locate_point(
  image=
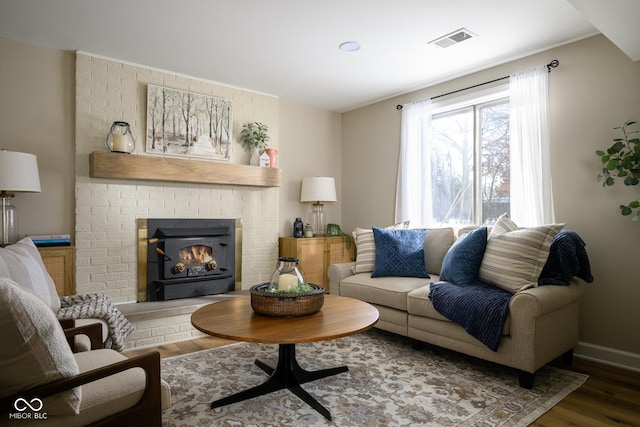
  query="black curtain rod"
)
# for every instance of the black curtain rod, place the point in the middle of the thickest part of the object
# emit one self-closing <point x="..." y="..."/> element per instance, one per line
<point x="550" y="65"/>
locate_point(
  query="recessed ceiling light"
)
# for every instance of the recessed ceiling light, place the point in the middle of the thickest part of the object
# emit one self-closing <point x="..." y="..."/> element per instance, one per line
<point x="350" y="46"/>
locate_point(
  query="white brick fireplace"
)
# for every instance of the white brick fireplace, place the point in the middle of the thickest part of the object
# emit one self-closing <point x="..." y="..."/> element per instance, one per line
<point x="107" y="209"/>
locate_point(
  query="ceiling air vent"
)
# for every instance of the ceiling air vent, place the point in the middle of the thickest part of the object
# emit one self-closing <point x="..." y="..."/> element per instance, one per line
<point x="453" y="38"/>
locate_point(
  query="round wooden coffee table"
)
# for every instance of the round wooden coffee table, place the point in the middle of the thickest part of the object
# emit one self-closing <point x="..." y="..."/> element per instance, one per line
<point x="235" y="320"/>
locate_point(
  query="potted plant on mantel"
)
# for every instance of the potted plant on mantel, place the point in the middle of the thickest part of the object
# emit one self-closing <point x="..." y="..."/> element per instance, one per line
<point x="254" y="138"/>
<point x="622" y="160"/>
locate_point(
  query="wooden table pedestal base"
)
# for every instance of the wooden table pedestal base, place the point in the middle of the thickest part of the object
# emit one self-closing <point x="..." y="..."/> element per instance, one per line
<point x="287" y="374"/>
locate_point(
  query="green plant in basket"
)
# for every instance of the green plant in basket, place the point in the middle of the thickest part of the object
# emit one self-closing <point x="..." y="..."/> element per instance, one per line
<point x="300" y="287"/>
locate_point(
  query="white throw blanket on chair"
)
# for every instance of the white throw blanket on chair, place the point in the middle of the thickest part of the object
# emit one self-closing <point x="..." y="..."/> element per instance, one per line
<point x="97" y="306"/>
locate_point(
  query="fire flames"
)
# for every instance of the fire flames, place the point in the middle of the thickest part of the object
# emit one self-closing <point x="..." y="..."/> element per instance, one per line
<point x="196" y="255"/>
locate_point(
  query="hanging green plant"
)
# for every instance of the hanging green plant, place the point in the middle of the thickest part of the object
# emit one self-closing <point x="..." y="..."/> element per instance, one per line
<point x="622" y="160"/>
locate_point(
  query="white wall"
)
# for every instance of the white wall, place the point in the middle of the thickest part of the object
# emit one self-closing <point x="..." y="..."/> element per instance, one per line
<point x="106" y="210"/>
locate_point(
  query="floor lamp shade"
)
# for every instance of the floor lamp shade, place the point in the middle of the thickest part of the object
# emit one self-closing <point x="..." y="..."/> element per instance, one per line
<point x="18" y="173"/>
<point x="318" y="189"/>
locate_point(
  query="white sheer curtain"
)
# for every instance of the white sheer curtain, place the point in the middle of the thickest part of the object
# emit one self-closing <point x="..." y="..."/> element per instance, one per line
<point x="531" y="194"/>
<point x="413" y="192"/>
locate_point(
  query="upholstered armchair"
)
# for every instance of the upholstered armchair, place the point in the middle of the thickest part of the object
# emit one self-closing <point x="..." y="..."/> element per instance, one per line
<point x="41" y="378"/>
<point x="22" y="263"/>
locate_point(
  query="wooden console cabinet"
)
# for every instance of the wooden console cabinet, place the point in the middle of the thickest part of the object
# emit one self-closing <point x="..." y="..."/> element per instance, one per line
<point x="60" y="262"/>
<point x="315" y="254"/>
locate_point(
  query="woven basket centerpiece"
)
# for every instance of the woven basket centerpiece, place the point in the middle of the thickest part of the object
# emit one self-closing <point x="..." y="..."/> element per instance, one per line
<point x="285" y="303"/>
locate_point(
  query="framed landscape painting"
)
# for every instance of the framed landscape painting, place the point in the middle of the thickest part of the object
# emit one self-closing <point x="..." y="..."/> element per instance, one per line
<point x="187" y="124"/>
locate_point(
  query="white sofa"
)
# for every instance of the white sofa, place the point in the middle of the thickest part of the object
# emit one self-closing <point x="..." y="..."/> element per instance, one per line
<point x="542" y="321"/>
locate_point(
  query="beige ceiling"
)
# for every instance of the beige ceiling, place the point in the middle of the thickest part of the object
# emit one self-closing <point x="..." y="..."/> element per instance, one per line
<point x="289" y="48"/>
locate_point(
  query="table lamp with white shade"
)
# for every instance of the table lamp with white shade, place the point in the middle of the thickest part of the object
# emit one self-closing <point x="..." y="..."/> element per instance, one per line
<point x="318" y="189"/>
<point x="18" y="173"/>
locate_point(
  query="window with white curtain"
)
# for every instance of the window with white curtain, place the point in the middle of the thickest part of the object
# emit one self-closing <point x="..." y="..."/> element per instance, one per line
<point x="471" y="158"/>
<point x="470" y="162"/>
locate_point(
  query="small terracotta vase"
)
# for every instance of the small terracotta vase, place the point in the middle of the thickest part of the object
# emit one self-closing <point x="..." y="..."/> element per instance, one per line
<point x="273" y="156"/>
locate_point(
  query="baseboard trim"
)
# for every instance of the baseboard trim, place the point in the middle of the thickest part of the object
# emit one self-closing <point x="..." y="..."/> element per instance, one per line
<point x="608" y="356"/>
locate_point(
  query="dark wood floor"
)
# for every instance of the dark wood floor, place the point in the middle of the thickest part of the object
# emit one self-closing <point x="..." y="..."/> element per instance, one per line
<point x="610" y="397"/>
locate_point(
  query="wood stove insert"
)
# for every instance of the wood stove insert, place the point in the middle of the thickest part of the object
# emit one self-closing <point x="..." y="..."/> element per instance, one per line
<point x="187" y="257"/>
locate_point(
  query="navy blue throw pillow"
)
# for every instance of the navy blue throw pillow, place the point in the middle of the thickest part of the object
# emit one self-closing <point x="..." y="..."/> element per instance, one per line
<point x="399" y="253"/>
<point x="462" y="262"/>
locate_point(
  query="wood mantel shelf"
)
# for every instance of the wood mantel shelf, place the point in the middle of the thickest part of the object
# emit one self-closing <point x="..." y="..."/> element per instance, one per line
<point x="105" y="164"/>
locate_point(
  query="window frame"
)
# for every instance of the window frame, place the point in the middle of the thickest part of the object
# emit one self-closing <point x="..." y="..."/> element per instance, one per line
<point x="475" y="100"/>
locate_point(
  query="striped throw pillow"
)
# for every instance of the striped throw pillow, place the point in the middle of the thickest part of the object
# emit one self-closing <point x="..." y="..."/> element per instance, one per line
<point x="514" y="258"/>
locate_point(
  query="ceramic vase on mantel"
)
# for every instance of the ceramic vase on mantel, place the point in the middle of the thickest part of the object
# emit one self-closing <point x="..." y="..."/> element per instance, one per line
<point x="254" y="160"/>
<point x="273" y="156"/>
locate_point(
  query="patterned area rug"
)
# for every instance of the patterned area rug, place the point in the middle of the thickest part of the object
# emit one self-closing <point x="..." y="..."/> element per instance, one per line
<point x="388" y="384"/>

..............................

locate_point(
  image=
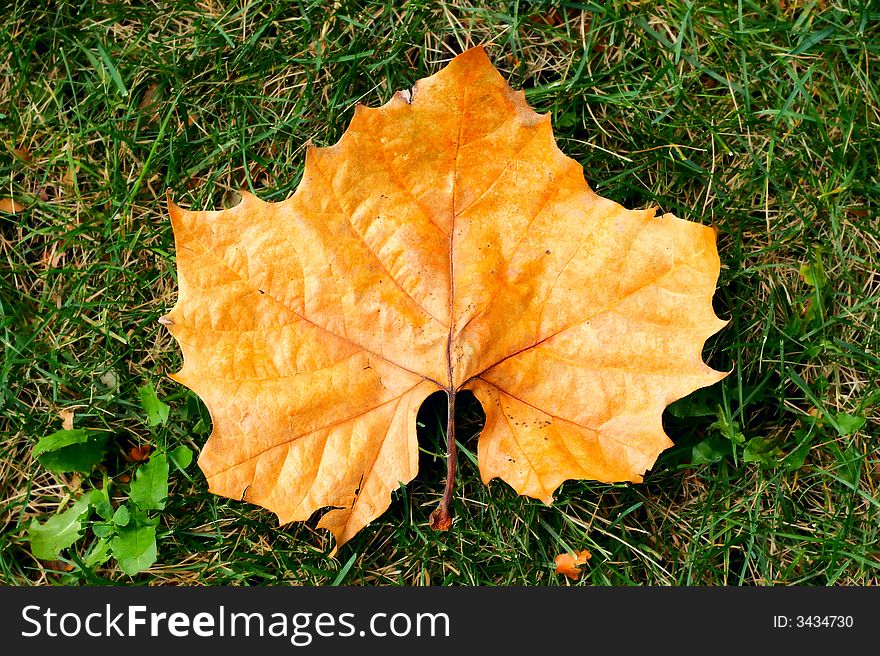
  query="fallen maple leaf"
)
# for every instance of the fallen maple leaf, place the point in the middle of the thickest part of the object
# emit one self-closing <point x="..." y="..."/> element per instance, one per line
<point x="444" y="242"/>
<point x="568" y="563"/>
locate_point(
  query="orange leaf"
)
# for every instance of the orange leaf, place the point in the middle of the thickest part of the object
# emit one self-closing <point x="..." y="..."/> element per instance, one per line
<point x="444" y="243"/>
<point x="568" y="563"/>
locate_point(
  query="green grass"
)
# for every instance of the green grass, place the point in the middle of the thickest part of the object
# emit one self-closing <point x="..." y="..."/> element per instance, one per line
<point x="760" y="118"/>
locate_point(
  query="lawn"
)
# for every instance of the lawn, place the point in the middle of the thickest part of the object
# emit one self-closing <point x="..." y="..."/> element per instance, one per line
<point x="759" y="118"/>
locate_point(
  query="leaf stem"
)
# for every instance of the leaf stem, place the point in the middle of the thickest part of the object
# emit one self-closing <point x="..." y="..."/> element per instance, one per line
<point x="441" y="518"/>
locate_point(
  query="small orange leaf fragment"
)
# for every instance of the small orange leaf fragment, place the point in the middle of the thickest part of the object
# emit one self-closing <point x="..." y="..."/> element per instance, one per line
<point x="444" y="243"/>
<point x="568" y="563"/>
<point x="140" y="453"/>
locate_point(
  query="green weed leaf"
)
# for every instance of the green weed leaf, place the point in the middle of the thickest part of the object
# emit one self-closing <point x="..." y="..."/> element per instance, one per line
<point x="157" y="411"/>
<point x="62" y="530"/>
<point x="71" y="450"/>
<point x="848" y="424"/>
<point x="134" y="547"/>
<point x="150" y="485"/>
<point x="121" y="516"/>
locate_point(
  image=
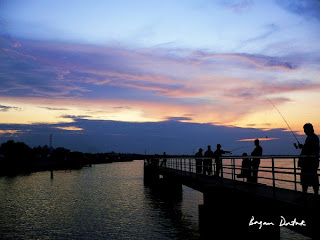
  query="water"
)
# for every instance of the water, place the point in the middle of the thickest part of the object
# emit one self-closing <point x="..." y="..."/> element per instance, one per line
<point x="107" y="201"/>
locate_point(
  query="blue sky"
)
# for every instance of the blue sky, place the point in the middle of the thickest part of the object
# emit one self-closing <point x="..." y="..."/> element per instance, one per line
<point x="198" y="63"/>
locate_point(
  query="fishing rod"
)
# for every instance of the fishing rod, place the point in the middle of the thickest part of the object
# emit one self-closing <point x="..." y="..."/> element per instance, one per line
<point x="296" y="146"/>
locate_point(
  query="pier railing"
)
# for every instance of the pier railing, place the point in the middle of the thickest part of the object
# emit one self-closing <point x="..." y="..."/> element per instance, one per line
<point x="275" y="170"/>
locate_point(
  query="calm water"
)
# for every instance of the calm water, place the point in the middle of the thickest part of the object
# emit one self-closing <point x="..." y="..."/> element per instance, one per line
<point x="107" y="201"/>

..............................

→ Problem requirements
Count the lines in the data above that contain the word "upholstered", and reply with the number alone.

→ Solution to the exercise
2